TASK STATEMENT:
Rewrite the listing below with every "pick out" replaced by "mark", leaving everything else unchanged.

MATERIAL FOR THE TASK:
----

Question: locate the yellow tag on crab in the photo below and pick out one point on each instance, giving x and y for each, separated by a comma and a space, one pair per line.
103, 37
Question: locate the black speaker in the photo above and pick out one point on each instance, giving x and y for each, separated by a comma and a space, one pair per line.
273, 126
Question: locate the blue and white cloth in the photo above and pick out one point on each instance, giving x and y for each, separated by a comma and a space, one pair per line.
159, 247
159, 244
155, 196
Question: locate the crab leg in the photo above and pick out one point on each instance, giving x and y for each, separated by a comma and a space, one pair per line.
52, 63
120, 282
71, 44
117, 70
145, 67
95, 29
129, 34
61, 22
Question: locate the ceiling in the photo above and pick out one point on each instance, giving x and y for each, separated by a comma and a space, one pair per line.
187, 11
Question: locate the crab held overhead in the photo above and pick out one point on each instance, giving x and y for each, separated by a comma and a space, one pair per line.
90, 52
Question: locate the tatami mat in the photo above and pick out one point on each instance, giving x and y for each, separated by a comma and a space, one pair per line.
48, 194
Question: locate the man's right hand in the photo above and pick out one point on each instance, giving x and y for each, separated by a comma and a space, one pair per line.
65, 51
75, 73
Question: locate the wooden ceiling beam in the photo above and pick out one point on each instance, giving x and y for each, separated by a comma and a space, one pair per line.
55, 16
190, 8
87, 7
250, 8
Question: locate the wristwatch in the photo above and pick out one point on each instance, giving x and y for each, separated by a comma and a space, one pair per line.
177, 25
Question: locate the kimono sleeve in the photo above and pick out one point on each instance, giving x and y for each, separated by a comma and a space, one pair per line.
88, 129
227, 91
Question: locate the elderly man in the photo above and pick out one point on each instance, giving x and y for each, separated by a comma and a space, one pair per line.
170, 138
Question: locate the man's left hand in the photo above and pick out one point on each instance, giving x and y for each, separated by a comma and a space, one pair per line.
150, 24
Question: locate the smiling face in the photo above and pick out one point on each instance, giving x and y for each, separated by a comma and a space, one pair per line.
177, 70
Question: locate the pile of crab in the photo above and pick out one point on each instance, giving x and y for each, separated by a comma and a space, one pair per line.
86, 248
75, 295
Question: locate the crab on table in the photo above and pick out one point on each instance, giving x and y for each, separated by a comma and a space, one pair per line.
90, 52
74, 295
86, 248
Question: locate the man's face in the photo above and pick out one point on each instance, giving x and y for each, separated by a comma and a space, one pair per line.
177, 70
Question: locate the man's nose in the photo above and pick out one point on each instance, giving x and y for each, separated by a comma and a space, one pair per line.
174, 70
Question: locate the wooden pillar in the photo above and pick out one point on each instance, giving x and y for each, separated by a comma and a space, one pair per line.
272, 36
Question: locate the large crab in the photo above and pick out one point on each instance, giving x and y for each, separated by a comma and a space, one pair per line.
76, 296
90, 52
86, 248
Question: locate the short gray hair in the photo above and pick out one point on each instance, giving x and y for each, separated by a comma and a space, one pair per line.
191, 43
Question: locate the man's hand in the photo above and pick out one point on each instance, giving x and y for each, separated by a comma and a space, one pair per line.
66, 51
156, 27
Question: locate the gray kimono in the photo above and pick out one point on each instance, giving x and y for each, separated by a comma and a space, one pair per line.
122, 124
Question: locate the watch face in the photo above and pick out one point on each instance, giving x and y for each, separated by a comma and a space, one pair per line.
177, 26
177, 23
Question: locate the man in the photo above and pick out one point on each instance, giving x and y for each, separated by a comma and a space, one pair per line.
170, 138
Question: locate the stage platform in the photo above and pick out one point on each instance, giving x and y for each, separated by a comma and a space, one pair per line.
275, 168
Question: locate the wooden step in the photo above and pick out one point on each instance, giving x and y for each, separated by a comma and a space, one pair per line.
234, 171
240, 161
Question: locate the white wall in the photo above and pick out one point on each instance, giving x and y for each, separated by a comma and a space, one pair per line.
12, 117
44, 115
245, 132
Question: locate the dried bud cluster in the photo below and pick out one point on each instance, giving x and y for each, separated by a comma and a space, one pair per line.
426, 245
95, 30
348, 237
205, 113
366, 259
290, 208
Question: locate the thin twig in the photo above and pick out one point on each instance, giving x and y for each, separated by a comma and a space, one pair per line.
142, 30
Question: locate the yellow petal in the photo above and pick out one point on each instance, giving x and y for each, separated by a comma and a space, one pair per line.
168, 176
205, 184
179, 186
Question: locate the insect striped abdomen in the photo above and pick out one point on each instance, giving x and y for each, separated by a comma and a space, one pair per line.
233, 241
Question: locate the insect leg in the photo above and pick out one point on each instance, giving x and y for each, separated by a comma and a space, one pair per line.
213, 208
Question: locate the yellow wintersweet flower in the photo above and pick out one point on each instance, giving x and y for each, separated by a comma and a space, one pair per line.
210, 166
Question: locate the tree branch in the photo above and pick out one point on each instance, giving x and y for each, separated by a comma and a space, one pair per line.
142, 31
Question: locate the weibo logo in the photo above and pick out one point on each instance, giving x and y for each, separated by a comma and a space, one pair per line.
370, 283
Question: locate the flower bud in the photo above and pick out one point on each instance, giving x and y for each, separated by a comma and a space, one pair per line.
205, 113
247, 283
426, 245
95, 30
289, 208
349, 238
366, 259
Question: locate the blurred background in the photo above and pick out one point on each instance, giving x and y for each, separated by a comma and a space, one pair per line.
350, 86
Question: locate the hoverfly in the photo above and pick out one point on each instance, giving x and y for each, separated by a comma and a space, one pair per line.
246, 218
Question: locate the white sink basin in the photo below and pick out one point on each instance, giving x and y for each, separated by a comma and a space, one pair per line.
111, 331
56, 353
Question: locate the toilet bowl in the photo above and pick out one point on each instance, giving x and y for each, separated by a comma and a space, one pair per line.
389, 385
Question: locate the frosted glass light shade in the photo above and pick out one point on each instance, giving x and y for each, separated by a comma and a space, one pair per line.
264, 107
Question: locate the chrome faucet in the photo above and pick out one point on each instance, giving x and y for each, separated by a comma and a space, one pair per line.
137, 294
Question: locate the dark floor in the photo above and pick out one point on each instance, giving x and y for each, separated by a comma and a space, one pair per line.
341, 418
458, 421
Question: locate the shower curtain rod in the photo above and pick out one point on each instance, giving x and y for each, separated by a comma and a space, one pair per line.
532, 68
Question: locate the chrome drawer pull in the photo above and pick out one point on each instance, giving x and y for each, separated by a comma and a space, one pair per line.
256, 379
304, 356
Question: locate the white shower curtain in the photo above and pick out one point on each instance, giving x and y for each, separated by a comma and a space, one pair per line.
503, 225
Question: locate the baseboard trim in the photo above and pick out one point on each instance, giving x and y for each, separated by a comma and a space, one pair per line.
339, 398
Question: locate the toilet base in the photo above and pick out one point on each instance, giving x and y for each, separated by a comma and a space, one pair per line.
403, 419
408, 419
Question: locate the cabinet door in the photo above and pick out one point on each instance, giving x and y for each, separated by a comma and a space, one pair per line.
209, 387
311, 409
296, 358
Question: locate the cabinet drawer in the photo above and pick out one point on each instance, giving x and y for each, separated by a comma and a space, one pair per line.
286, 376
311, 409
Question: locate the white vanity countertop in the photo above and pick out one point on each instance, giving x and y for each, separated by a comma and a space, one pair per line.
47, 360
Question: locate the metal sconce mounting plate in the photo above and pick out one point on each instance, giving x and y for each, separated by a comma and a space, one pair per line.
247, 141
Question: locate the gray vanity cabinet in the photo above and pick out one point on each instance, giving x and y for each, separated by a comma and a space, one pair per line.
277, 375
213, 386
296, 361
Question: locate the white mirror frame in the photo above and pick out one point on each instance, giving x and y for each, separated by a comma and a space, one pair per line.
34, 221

----

RESPONSE:
Question: locate the yellow tag on crab in the photo below and mark one point on each instance, giving x and y for each, separated by a comma and a space, one pair per line.
103, 37
Question: locate the black speaker in the photo above and mark one point on each instance, giving x and y for each, separated by a comma and a space, one pair per line.
273, 126
Question: locate the blue and white cloth in the photo above and mark one point on each instance, giving x and y for each, separated by a comma and a space, one pair per line.
159, 247
159, 244
155, 196
Question: locate the crab leg in the photo above and mark one point on each instance, giving x and y for each, separated by a comma and a space, one pair per line.
52, 63
120, 282
71, 44
117, 70
145, 67
95, 29
129, 34
61, 22
Question: locate the ceiling in the photo above and mark one point on each instance, giving x and y for each, separated by a comma and a space, one pair per line.
187, 11
Question: locate the crab held overhead in the photo above and mark one point on each instance, giving x and y for each, separated by a comma and a space, one pair per line.
90, 52
Question: locate the tatami mat in the photo above and mark one point on each instance, giving x and y for each, separated by a comma and a space, one pair per line.
48, 194
Question: locate the man's right hand in the photo above and mark one point on each instance, giving x and y for each, separated by a comma and a space, one pair per line.
65, 51
75, 73
Question: locate the wooden ceiling beam in the photo above and mark one point on each instance, giving x and y for each, separated by a comma and a space, one pair per line.
55, 16
190, 8
87, 7
250, 8
Question: locate the wristwatch in the photo above and mark one point on each instance, giving x and y for each, separated by a comma and a space, one pair per line.
177, 25
Question: locate the kimono sleeve in the photo above and mark one point on each instance, giving x and y for each, separated by a comma and a space, one pair per line.
88, 129
227, 91
Question: locate the elderly man in the photo above and mark one point on each instance, giving x and y for each, separated by a comma and a space, one pair per line.
170, 138
Question: locate the man's left hand in the photo above and mark one point on each instance, giving x and y for each, separated by a comma and a space, one pair per line.
150, 24
Question: locate the smiling face in the photo above and mark one point on each instance, giving x and y for each, separated by a comma and a space, one pair per line.
177, 70
Question: locate the pile of crab in the photo above and mark one point on each instance, giving x and y for each, separated by a comma and a space, one pair per line.
86, 248
75, 295
Question: locate the crab on table in the photo above and mark one point on each instance, giving x and y for each, separated by a comma and a space, one pair per line.
90, 52
74, 295
86, 248
Question: locate the man's face in the photo above and mark one point on each instance, giving x and y for each, separated by a comma and a space, one pair per line.
177, 70
Question: locate the man's nose in the photo above and mark one point on each instance, giving x and y for each, separated by a comma and a space, one pair per line.
174, 70
Question: locate the wooden pillar in the photo above and mark one point on each instance, giving x and y for each, separated by a comma and a space, one pair per line.
272, 36
Question: locate the large crab in the photo above and mark one point on each instance, giving x and y for each, separated by a comma and a space, one pair per line.
76, 296
90, 52
86, 248
Question: locate the short gray hair in the photo above and mark one point on each instance, giving x and y for each, separated by a comma and a space, one pair per line.
191, 43
Question: locate the man's hand in the photo above and mark one point on each instance, giving x and y for each, separated by a comma and a space, one pair per line.
66, 51
156, 27
Question: locate the gray kimono in the photo above and mark one point on each instance, giving x and y for each, separated by a comma and a space, one pair per line.
122, 124
Question: locate the watch face in the photo above and mark one point on each instance, giving x and y for each, separated by a comma and a space, one pair per line.
177, 26
177, 23
Question: locate the man in the photo above and mark one point on each instance, giving x and y for each, separated by a comma and a space, one pair per line.
170, 138
Question: locate the stage platform in the photo above and mark one point on each instance, giving x and y for each, separated by a comma and a space, one pair per line.
275, 168
Question: locate the wooden step in the photo above and mark one point on each instance, giving x and y for each, separated by a comma and a space, one pair per line.
234, 171
240, 161
Question: locate the white wall in the photo above and mark one point on each instance, giving x and y for each, separated by a comma and a space, one pair per line.
12, 117
44, 115
245, 132
Question: locate the dried bud cluster in the photo below and mark one point on each instance, giving x and y for each, separated by a comma and a space, one pair per line.
426, 245
95, 30
348, 237
205, 113
366, 259
290, 208
Question: locate the thin twig in the photo above and mark one point on each instance, giving x and y for each, separated by a comma and a space, one pair per line.
142, 30
Question: locate the yellow petal in the photo above and mark one point on each instance, giving x and y for each, separated by a comma and a space, one pair per line.
168, 176
205, 184
179, 186
Question: locate the insect striped abdomen in the photo above and mark one point on each instance, giving x and y for each, separated by a comma and a space, one pair per line.
233, 241
Question: locate the insect leg in the photo above and mark one point on each instance, giving x and y for each, separated by a comma and a space, one pair per line.
213, 208
Question: locate the yellow wintersweet flower in the photo above and mark one point on each instance, giving x and y for each, separated by a comma and a space, one pair per line.
210, 166
Question: locate the tree branch in the photo above and mark one point on each instance, giving x and y for each, separated by a comma and a space, one pair per line.
142, 31
Question: locate the weibo logo in the photo above and mark one point on each instance, giving x and y for each, separated by a comma and a space, one pair per line.
370, 283
Question: locate the flower bud in the photo above and mark one point on each instance, giving x and y for each, separated by a comma and a space, one pair per line.
205, 113
247, 283
426, 245
95, 30
289, 208
349, 238
366, 259
Question: locate the blurred background in the photo above and mark one point on each instance, giving x and y for each, separated by a comma and a space, one pair per line.
350, 86
Question: locate the hoverfly in the photo above and mark one point on each instance, giving x and y for each, separated by a comma and a space, one pair per line.
246, 218
Question: locate the white sink basin in the photo below and mark one point on each instance, giving x and y for each, separated by a comma and a space, one pair per line.
111, 331
56, 353
Question: locate the toilet bowl in the photo above and mark one point on each instance, giving x and y for each, separated by a comma and a space, one pair per line.
389, 385
Question: locate the frosted glass light shade in the photo above and mark one point on each instance, giving x and y for each, separated by a comma and a space, one pair per line.
264, 107
Question: locate the chrome faucet in the photo above and mark one point on each instance, giving x and y for each, separated by a comma and a space, one pair per line.
137, 294
Question: locate the dark floor in the photo above and mark one point on each instance, giving x and y for each, separated by a comma and a space, one pair per line.
341, 418
458, 421
Question: locate the shower curtain rod in the photo above and mark one point on each instance, giving x and y for each, separated by a comma and a space, one pair per line.
532, 68
Question: locate the chrome drawer pull in the photo above and mark one point on each instance, giving x and y for each, separated by a comma and a space, one pair per line.
256, 379
304, 356
Question: locate the white shower curtain in the photo above and mark one point on each instance, giving x and y for each, separated by a comma and a space, one pair per line.
503, 225
Question: locate the baseboard trim in the photo above and mark one point on each instance, giving x and y for each, separated by a comma and a space, one pair per line.
339, 398
Question: locate the toilet base in the photo above and mark one point on each instance, giving x and y for each, separated by a comma and a space, one pair per line.
403, 419
408, 419
Question: locate the cabinet door in the photo above and mark one point on each instance, giving x and y for each, separated by a comma and a space, one pair per line.
209, 387
311, 409
296, 358
Question: locate the cabinet drawer in the photo above and mark one point on each instance, giving x and y for each, separated by a comma and a space, one pair per line.
286, 376
311, 409
Question: locate the white vanity countertop in the photo above and mark one point on each instance, giving x and y for each, separated by a comma and a space, one pair per line.
47, 360
Question: locate the metal sconce mounting plate in the photo above and mark one point on each instance, giving x and y for each, separated by a comma and a space, one pair per line.
247, 141
Question: locate the gray vanity cabinet in the photo above and mark one point on each instance, giving x and y for each, separated by a comma and a space, one pair per line.
277, 375
213, 386
296, 361
Question: locate the white mirror frame in the photo above and mark one point on each instance, giving x and y for each, separated by a comma and a space, one pair per line.
34, 221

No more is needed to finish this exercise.